SUPPLIED ENTRIES ▸
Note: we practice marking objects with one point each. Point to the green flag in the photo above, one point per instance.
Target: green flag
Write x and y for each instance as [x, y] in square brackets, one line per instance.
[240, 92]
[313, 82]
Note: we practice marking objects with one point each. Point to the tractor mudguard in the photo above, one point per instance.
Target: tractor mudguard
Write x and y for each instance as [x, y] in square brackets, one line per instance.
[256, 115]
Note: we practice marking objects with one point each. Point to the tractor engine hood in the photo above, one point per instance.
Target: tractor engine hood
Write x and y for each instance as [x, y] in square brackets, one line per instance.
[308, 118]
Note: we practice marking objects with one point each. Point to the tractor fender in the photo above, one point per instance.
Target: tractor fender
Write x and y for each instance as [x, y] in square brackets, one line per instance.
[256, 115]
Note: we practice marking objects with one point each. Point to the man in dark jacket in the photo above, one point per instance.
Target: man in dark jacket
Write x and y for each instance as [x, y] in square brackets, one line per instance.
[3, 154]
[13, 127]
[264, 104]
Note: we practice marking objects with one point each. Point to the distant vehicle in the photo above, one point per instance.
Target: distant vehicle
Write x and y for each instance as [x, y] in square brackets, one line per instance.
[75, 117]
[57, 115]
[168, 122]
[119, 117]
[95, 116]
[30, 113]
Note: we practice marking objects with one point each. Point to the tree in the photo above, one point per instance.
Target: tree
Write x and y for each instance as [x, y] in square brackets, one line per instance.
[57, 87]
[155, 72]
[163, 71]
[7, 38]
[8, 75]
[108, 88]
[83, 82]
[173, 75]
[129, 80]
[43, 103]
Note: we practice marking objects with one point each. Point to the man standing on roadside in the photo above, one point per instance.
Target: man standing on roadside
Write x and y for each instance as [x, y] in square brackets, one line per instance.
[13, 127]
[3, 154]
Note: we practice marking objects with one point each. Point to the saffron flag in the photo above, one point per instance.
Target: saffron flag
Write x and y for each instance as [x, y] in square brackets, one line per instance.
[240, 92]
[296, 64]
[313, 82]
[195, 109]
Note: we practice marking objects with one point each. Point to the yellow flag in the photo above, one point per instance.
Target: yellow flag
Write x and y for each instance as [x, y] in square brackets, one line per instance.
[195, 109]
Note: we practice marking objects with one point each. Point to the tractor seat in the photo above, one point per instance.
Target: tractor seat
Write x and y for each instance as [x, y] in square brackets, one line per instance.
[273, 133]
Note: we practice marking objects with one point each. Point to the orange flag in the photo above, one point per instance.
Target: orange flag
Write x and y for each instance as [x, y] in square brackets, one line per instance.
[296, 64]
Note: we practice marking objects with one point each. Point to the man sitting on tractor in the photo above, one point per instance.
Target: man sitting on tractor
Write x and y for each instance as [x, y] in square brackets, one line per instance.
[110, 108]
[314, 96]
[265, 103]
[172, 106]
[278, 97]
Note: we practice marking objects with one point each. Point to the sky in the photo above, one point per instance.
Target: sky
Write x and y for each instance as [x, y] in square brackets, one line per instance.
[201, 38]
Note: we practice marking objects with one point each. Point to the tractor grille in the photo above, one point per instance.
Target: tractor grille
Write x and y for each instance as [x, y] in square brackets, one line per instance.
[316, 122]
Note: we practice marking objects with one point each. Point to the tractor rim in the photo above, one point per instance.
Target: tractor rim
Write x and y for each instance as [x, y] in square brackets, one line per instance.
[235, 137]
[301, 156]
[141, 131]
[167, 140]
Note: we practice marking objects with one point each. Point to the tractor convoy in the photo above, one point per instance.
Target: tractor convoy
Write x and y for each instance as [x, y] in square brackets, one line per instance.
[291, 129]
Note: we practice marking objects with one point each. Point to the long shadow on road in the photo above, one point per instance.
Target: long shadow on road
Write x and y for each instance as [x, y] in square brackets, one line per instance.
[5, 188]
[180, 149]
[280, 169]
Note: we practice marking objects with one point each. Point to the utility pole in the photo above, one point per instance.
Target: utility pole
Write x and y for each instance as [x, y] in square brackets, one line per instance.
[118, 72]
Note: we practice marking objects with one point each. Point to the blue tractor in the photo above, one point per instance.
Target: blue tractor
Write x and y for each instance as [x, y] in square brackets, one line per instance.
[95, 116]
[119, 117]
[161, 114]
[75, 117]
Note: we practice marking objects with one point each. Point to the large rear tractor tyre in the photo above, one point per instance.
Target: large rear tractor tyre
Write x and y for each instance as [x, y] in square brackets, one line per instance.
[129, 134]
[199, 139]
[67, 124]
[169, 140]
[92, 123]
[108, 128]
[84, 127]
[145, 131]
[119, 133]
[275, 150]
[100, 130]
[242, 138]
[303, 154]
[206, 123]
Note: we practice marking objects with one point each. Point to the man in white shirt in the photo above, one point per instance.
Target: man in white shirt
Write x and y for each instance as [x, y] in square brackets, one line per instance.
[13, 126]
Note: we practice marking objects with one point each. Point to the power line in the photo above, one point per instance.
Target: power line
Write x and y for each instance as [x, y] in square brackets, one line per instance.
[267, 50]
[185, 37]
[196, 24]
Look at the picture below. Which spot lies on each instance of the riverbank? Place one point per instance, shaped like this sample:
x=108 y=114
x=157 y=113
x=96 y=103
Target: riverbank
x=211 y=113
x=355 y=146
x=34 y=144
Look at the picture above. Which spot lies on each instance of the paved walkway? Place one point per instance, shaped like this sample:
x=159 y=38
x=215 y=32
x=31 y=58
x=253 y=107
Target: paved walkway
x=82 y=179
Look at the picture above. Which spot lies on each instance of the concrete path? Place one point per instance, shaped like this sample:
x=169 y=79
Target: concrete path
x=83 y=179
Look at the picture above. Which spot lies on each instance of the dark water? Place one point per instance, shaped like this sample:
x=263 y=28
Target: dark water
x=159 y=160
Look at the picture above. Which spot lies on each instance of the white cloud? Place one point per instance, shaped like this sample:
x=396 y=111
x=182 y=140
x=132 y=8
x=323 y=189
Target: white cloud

GIVEN PROBLEM ▸
Update the lines above so that every "one point per instance" becomes "a single point per instance", and leave everything else unchanged.

ANSWER IN FULL ▸
Note: we practice marking objects with one point each. Point to the green flag in the photo above, a single point per instance.
Target: green flag
Write x and y for each instance as [x, y] in square brackets, one line per instance.
[240, 92]
[313, 82]
Note: we practice marking objects with one point each. Point to the tractor mudguard in the photo above, a single point per instance.
Target: tractor mudguard
Write x and y for each instance as [x, y] in square brackets, one line per instance.
[256, 115]
Note: we practice marking objects with one point each. Point to the tractor engine hood in the photo above, a single point per instance.
Target: tractor engine hood
Write x and y for each instance as [x, y] in square brackets, one line per instance.
[308, 118]
Note: we practice marking objects with one point each. Point to the tractor fender in the photo above, a single point per instance.
Target: tractor fender
Write x and y for each instance as [x, y] in square brackets, one line per instance.
[256, 115]
Note: we practice marking objects with one point each. Point to the man in dark jacket in the photo above, a single point per instance.
Target: man in dark jacket
Write x and y for each instance as [x, y] in square brackets, one line per instance.
[3, 154]
[13, 127]
[264, 104]
Note: we practice marking objects with one point each. Point to the distant vehicle in the photo above, a single point per instance.
Target: distant vehicle
Write x and y for each instance as [x, y] in square brackets, one line per instance.
[75, 117]
[57, 115]
[168, 122]
[119, 117]
[95, 116]
[30, 113]
Note: we practice marking objects with one point each. Point to the tree in the photo above, a single point per instance.
Target: tree
Write x and y for each instance as [x, y] in square brackets, one line per instance.
[57, 87]
[155, 72]
[163, 71]
[7, 38]
[8, 75]
[108, 88]
[83, 82]
[173, 75]
[129, 80]
[43, 103]
Note: we practice marking objects with one point each. Point to the man standing on roadside in the photo above, a single point per instance.
Target: man standing on roadside
Write x and y for each instance as [x, y] in square brackets, one line per instance.
[13, 127]
[3, 154]
Note: we practice marking objects with one point each. Point to the saffron flag in the photo above, a single point per instance.
Target: saffron flag
Write x and y for each instance as [x, y] in square brackets, one line per instance.
[240, 92]
[296, 64]
[313, 82]
[195, 109]
Note: we practice marking objects with one point each. Point to the yellow flag in the photo above, a single point per instance.
Target: yellow flag
Write x and y for each instance as [x, y] in square brackets, one line per instance.
[195, 109]
Note: we practice marking objects with one point each. Point to the tractor seat in the photo above, a single point per instance.
Target: tractor seat
Write x and y for each instance as [x, y] in square brackets, one line per instance.
[273, 133]
Note: we practice marking objects with one point each. Point to the orange flag in the photo above, a single point per instance.
Target: orange flag
Write x and y for each instance as [x, y] in square brackets, one line per instance.
[296, 64]
Note: we practice marking objects with one point each. Point to the man sitting on tractor in the photo above, a single point per instance.
Target: man sitting on tractor
Write x and y for each instance as [x, y] in square brackets, one line per instance.
[110, 108]
[314, 96]
[265, 103]
[172, 106]
[278, 97]
Note: we practice marking objects with one point each. Point to the sky in the photo above, a single point per instance.
Target: sky
Write x and y for each instance as [x, y] in square brackets, one line per instance.
[201, 38]
Note: we practice marking objects with one point each. Point to the tractor grille in the photo above, a single point per instance.
Target: tractor grille
Write x and y for each instance as [x, y] in square brackets, one line per instance.
[316, 122]
Note: we practice marking objects with one point each. Point to the tractor rim in the photo above, a single point per instance.
Target: tractor rim
Write x and y for each instance as [x, y] in square brackets, one line per instance.
[235, 137]
[301, 156]
[141, 131]
[167, 140]
Note: we practice marking objects with one point each. Point to the tractor convoy in the photo above, a single point per instance.
Target: tractor convoy
Write x and y for each instance as [x, y] in square brackets, one line per instance.
[291, 129]
Note: we practice marking objects with one point each. Point to the long shadow on road in the photo above, a single point per instance.
Target: long shadow on road
Write x and y for each instance as [x, y] in square brackets, one line per instance.
[5, 188]
[180, 149]
[280, 169]
Note: we practice marking objects with one point each. Point to the utility pole in the photo above, a single point per instance.
Target: utility pole
Write x and y for each instance as [x, y] in square brackets, one line per instance.
[118, 72]
Note: we practice marking objects with one point each. Point to the blue tractor in the photo above, a single point per instance.
Target: blue tractor
Write x and y for each instance as [x, y] in square brackets, one line per instance.
[95, 116]
[119, 117]
[161, 114]
[75, 117]
Note: we practice marking objects with one point each. Point to the large rear tractor tyre in the photo above, a single point per instance.
Target: large rear tractor tyre
Write x and y for each instance as [x, y] in square brackets, one line per instance.
[129, 134]
[199, 139]
[67, 124]
[169, 140]
[92, 123]
[108, 128]
[84, 127]
[145, 131]
[119, 133]
[275, 150]
[100, 130]
[242, 138]
[303, 154]
[206, 123]
Note: we practice marking objects with one point each. Point to the man in white shirt in the photo above, a single point per instance.
Target: man in white shirt
Write x and y for each instance as [x, y] in square brackets, one line per instance.
[13, 126]
Note: we practice marking objects with one point each. Point to the power line in the photo above, a single point per instance.
Target: power line
Write x and y for each instance as [x, y] in square brackets, one line per instance.
[267, 50]
[185, 37]
[196, 24]
Look at the picture below. Which spot lies on each instance of the riverbank? Place a single point per instance, shaped like this sample:
x=108 y=114
x=157 y=113
x=96 y=103
Target: riverbank
x=211 y=113
x=355 y=146
x=34 y=144
Look at the picture above. Which spot lies on each instance of the paved walkway? Place a single point per instance, shaped like this sample:
x=159 y=38
x=215 y=32
x=31 y=58
x=253 y=107
Target: paved walkway
x=82 y=179
Look at the picture above. Which spot lies on each instance of the concrete path? Place a single point per instance, shaped like this sample:
x=169 y=79
Target: concrete path
x=83 y=179
Look at the picture above. Which spot lies on each instance of the dark water? Place a single point per instance, shaped like this sample:
x=263 y=28
Target: dark water
x=159 y=160
Look at the picture above. Which spot lies on each instance of the white cloud? Place a single point per instance, shaped like this sample:
x=396 y=111
x=182 y=140
x=132 y=8
x=323 y=189
Target: white cloud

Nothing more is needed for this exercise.